Point annotation dataset records
>> start

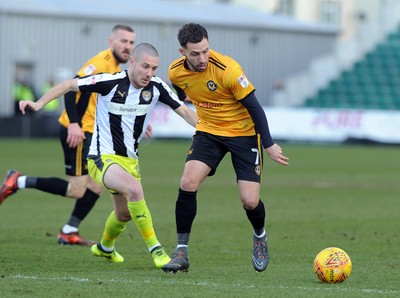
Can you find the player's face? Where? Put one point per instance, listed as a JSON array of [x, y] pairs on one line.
[[121, 45], [197, 55], [142, 70]]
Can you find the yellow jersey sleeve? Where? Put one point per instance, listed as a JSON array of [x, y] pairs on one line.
[[216, 95]]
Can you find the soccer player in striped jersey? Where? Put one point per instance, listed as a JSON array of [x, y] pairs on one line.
[[125, 102], [231, 121], [76, 130]]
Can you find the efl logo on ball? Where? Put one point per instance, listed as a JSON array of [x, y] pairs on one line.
[[332, 265]]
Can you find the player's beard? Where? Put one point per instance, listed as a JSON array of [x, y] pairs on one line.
[[119, 59], [193, 67]]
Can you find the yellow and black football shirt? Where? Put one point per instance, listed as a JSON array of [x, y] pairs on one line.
[[216, 94], [86, 105]]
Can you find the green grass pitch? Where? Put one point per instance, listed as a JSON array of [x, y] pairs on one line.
[[330, 195]]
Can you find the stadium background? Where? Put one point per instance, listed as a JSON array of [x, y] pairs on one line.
[[292, 51]]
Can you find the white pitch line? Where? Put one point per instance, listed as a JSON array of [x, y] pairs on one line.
[[213, 284]]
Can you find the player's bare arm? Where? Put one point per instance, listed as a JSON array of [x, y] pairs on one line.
[[52, 94]]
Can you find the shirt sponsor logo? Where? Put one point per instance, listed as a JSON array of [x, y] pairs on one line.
[[242, 80], [127, 109], [146, 95], [211, 85], [89, 69]]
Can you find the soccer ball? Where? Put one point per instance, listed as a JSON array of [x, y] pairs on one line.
[[332, 265]]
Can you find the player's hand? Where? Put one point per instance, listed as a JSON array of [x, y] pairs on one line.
[[149, 131], [75, 135], [24, 104], [275, 153]]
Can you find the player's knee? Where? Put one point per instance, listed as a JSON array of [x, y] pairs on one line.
[[189, 184]]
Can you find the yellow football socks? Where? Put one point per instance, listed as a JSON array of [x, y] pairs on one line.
[[112, 230], [142, 218]]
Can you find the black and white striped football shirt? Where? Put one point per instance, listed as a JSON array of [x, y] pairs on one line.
[[123, 111]]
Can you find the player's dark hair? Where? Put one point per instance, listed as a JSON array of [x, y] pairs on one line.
[[122, 27], [191, 32], [144, 48]]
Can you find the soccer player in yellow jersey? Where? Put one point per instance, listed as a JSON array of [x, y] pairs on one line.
[[77, 122], [231, 120]]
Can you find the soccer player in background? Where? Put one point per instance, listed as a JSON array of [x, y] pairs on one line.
[[125, 102], [76, 129], [231, 120]]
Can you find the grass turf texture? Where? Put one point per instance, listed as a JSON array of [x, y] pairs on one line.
[[344, 196]]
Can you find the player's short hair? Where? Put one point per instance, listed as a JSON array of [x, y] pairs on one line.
[[191, 32], [144, 48], [122, 27]]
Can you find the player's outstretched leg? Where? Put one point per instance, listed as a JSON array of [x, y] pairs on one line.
[[73, 239], [9, 185], [260, 253], [112, 256]]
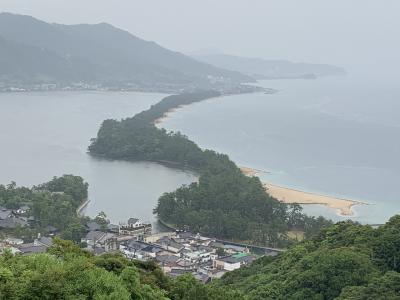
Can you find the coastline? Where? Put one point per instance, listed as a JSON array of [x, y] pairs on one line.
[[290, 195]]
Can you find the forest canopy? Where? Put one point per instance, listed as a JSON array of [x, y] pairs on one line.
[[224, 203]]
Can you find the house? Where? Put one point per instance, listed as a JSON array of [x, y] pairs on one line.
[[14, 241], [113, 228], [6, 213], [98, 239], [31, 248], [22, 210], [43, 241], [51, 229], [167, 262], [93, 226], [135, 227], [169, 244], [232, 262]]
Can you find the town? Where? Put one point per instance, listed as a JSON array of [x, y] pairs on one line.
[[176, 252]]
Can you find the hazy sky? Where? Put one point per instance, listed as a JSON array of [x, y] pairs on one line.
[[350, 33]]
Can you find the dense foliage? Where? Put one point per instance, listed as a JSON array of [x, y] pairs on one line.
[[54, 203], [67, 272], [224, 203], [345, 261]]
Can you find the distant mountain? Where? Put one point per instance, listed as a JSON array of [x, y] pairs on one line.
[[36, 51], [269, 69]]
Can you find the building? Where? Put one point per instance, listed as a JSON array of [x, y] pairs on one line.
[[98, 239], [134, 227], [233, 262]]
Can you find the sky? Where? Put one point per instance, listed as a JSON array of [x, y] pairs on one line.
[[358, 34]]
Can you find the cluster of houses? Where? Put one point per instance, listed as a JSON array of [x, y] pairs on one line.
[[175, 252], [185, 252]]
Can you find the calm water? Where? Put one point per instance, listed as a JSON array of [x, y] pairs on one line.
[[46, 134], [335, 136]]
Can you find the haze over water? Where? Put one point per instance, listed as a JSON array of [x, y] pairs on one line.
[[335, 136], [47, 134]]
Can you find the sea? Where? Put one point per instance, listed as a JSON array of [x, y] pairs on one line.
[[336, 136]]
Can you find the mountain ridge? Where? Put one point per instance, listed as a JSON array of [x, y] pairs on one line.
[[114, 55]]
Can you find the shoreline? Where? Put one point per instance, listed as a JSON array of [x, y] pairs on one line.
[[290, 195], [286, 194]]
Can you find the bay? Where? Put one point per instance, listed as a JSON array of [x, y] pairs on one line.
[[334, 136], [47, 134]]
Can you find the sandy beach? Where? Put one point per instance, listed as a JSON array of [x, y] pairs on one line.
[[288, 195]]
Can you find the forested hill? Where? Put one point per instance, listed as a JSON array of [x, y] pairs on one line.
[[67, 272], [99, 53], [347, 261], [224, 203], [270, 69]]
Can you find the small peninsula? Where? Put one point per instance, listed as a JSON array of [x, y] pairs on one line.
[[224, 203]]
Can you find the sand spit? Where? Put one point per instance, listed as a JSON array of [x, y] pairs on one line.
[[288, 195]]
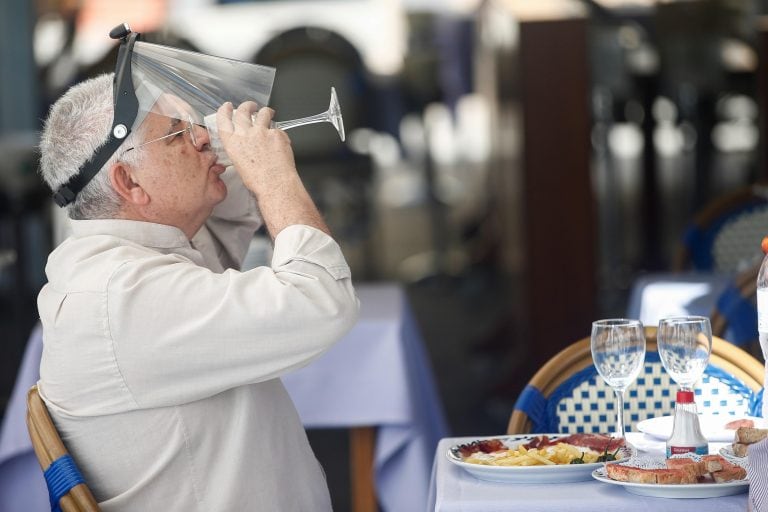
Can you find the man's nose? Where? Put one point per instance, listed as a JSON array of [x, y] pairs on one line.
[[202, 137]]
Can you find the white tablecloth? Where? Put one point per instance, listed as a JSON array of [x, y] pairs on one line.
[[660, 295], [453, 489], [378, 375]]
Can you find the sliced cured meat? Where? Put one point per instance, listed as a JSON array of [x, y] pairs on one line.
[[733, 425]]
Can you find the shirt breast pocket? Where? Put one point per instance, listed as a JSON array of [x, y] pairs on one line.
[[51, 305]]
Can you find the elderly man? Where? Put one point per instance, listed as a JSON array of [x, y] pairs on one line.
[[161, 359]]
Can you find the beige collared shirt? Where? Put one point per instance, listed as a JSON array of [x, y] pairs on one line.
[[161, 369]]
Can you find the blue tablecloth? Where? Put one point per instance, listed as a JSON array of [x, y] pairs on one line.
[[378, 375]]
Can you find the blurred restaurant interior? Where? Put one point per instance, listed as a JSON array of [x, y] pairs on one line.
[[516, 166]]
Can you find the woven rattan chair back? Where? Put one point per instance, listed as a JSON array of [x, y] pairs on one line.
[[567, 395], [725, 235]]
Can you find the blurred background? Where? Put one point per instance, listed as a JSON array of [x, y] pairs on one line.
[[515, 164]]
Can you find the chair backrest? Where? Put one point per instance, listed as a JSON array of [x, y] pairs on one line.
[[567, 394], [66, 487], [725, 236], [735, 312]]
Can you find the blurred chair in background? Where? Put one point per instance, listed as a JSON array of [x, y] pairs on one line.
[[725, 236], [309, 61], [567, 395], [735, 313]]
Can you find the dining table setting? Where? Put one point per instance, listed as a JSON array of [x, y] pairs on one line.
[[684, 461]]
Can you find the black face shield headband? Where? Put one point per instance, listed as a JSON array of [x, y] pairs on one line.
[[169, 82], [126, 107]]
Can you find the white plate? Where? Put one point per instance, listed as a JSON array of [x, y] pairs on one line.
[[713, 427], [528, 474], [727, 452], [702, 490]]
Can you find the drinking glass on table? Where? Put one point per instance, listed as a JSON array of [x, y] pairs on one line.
[[685, 343], [618, 351]]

>> end

Task statement:
Transcribe every line of the data word for word, including all the point coordinates, and leave the pictures out.

Output for this task:
Can you find the player's face? Where? Put one point per instance, listed as a JSON array of [x, y] pairs on one line.
[[121, 45], [197, 55], [142, 70]]
Can you find the yellow jersey sleeve? Where? Put one point per instance, listed as a JSON array of [x, y] pairs on one line.
[[216, 95]]
Can you find the soccer player in striped jersey? Where? Put one point per instance, listed as a JSON array of [x, y] pairs on one line.
[[125, 102], [231, 121], [76, 130]]
Can you find the efl logo on ball? Where? Put one point per instance, listed as a JSON array of [x, y] pairs on one line.
[[332, 265]]
Can you find the player's beard? Where? Put one point per instance, listed as a JSON array of [x, y] pairs on one line.
[[119, 59], [193, 67]]
Can you find the yellow and black football shirt? Where? Put one point per instance, listed as a JSON array of [x, y] pairs on one line.
[[216, 94], [86, 105]]
Can you find the green grass pitch? Where? Put one point per instance, listed as a JSON array of [x, y] pairs on one line.
[[330, 195]]
Can you find the stadium background? Where? Put one point per instance, listed as a JSON array of [x, y] pairs on one line.
[[292, 51]]
Can you find the white pitch line? Where? Put one point per instance, listed as a JSON array of [x, y] pairs on one line.
[[213, 284]]
Can you find the player's bare arm? Where? Put one point per instance, listed as a JSON array of [x, y] pairs on one line.
[[52, 94]]
Can you find the shirt sponsor logo? Where? Put one point per instance, listed as a JSON array of [x, y] pairs on one line.
[[242, 80], [127, 109], [146, 95], [211, 85], [89, 69]]
Can you find the soccer ball? Where? Put one point per instance, listed as a JSON array of [x, y] pairs on one line.
[[332, 265]]
Can you find the player's hand? Where? Put one point per instance, listed as a JSON array of [x, y] pairs on one line.
[[149, 131], [75, 135], [24, 104], [275, 153]]
Can you find the player's knee? Where? Put one point per instance, listed as a JSON array of [x, y] pairs on one line.
[[189, 184]]
Can you find the yellow football socks? Where? Put one point per instance, listed as a JSON array of [x, y] pairs on one line.
[[112, 230], [142, 218]]
Can you find the black and white striped football shirt? Where? Put one point per instance, listed as a JSON array of [x, y] pairs on one line.
[[123, 111]]
Can you find the player's dark hair? Where? Put one point per instance, listed as a JSON array of [x, y] pairs on one line.
[[122, 27], [191, 32], [144, 48]]
Can you find the soccer player in yellow jersey? Where? Put one point per instance, listed as a JSON array of [x, y] pairs on one line.
[[77, 122], [231, 120]]
Can you find the soccer player in background? Where? Put one point per instance, listed as a JSON array of [x, y] pairs on one line.
[[125, 102], [76, 129], [231, 120]]
Can you find the grass turf texture? Where? Put one point per instance, listed as a JSON array of [x, y] pairs on one line.
[[344, 196]]
Can you find the player's short hair? Where? Put one point per instance, listed as a JSON array of [x, y] pairs on one line.
[[191, 32], [144, 48], [122, 27]]
Can you find the player's outstretched leg? Where? Put one point per instance, listed as a JSON array of [x, y] pairs on one line.
[[73, 239], [9, 185], [260, 253], [112, 256]]
Can you find the coastline? Where? Put one point per instance, listed as a JSON array of [x, y] pairs on one line.
[[290, 195]]
Can you find the forest canopy? Where? Put one point per instance, listed as a JSON array of [x, y] pairs on one line.
[[224, 203]]
Can you find the house? Where? Put one point per instance, listed as a JSON array of [x, y] pairs on one line.
[[14, 241], [113, 228], [6, 213], [98, 239], [31, 248], [22, 210], [43, 241], [51, 229], [167, 262], [93, 226], [135, 227], [169, 244], [232, 262]]
Can you find the town? Where? Put one point per instance, listed as a JSON array of [x, y] pairs on one line.
[[176, 252]]
Can you find the hazy sky? Where? Put one point per instance, listed as a JSON array of [x, y] pairs on one line.
[[350, 33]]
Can you find the dense foliage? Where? Put one point per instance, listed as a JSON array of [x, y] pairs on one line.
[[54, 203], [67, 272], [224, 203], [345, 261]]
Can you find the distant mountain? Where? Put one point per instance, listed as a JSON array of [x, y] pairs on one line.
[[36, 51], [269, 69]]
Can you find the building? Where? Put one point per instance, listed as a JSON array of [x, y] pairs on one line.
[[98, 239], [134, 227], [233, 262]]
Can you find the sky? Where? Put one point per instance, listed as a JSON array of [x, y] pairs on one line.
[[358, 34]]
Can you find the cluster of houses? Where? Put one point per instance, listed as a JSON array of [x, y] pairs on one line.
[[175, 252], [185, 252]]
Can you find the calm water? Where? Put one point per instance, listed as a JSON array of [x, y] pairs on one line.
[[46, 134], [335, 136]]
Can you find the haze over water? Where? Put one point per instance, listed as a JSON array of [x, y] pairs on one line.
[[335, 136], [47, 134]]
Can you find the sea? Where? Put one point per instance, listed as a JSON array of [x, y] pairs on one line.
[[336, 136]]
Can you find the mountain ridge? Where? Put one point per instance, listed as a JSON array of [x, y] pairs on one line.
[[114, 55]]
Can you find the shoreline? Where? Put one point per instance, listed as a JSON array of [x, y] pairs on one line.
[[290, 195], [286, 194]]
Can you find the bay? Where? Put one point per instance, listed as a JSON array of [x, y] pairs on one line.
[[334, 136], [47, 134]]
Can you find the sandy beach? Where? Put one point per instance, listed as a JSON array of [x, y] pairs on one line.
[[288, 195]]
Can you find the forested hill? Where? Put one point per instance, listed as a JSON array of [x, y] pairs on one line.
[[67, 272], [99, 53], [347, 261], [224, 203], [270, 69]]
Can you find the small peninsula? Where? Put one point per instance, listed as a JSON array of [x, y] pairs on one line.
[[224, 203]]
Can you find the sand spit? Where? Put one point per instance, listed as a JSON array of [x, y] pairs on one line.
[[288, 195]]
Can you find the man's nose? Where? Put one point per instance, listed as a JSON array of [x, y] pairs on one line.
[[202, 137]]
Can you find the white tablecloth? Where? Put one point per instance, listed as a JSON array of [x, y] pairs on one line.
[[660, 295], [453, 489], [378, 375]]
Can you find the sliced cured meat? Where? Put one point per instance, listed as a JSON array of [x, y] pairs on one line.
[[733, 425]]
Can you find the shirt breast pocket? Where? Put one point per instance, listed as a JSON array of [x, y] pairs on one line.
[[51, 305]]
Can you find the elderly man? Where? Put one point per instance, listed as a JSON array of [x, y] pairs on one line.
[[161, 359]]
Can you find the beige collared shirt? Where? Put one point per instance, listed as a JSON array of [x, y] pairs on one line.
[[161, 369]]
Can you find the blue tablecloth? Where? Put one point per instance, listed as a JSON array of [x, y] pairs on one line.
[[378, 375]]
Can you find the blurred restaurant interior? Where? Put one point per instance, listed as a JSON array of [x, y] pairs on one line.
[[516, 166]]
Can you find the woven rattan chair back? Where? Put one point per instance, listed as a JSON array of [x, y] pairs on one line.
[[567, 395], [725, 235]]
Can you find the blurred background? Where? Put one point per instance, listed as a JSON array of [x, y] pairs on one line.
[[515, 164]]
Can you find the chair backrest? Where? Put one point per instance, listed as a JSON array of [x, y] pairs on one line.
[[567, 394], [66, 487], [725, 236], [735, 312]]
Can you find the blurred chair in background? Where? Put one point per instance, listed as a JSON array of [x, y] pairs on one line.
[[725, 236], [309, 61], [567, 395], [735, 313]]
Can you find the dining table setting? Where? Put one point per instance, listed as a JSON array of [x, y] pairs on one line.
[[684, 461]]
Can you find the black face shield headband? Where? Put one point per instance, listed as a JSON array of [x, y] pairs on one line.
[[169, 82], [126, 107]]
Can you find the white plate? Where? Put one point per instance, listed as a JSON array of [x, y] pairs on one line.
[[713, 427], [528, 474], [727, 452], [702, 490]]
Can you find the drinking glass on table? Where? Put one point per instance, listed as a JSON array of [x, y] pairs on one line.
[[685, 343], [618, 351]]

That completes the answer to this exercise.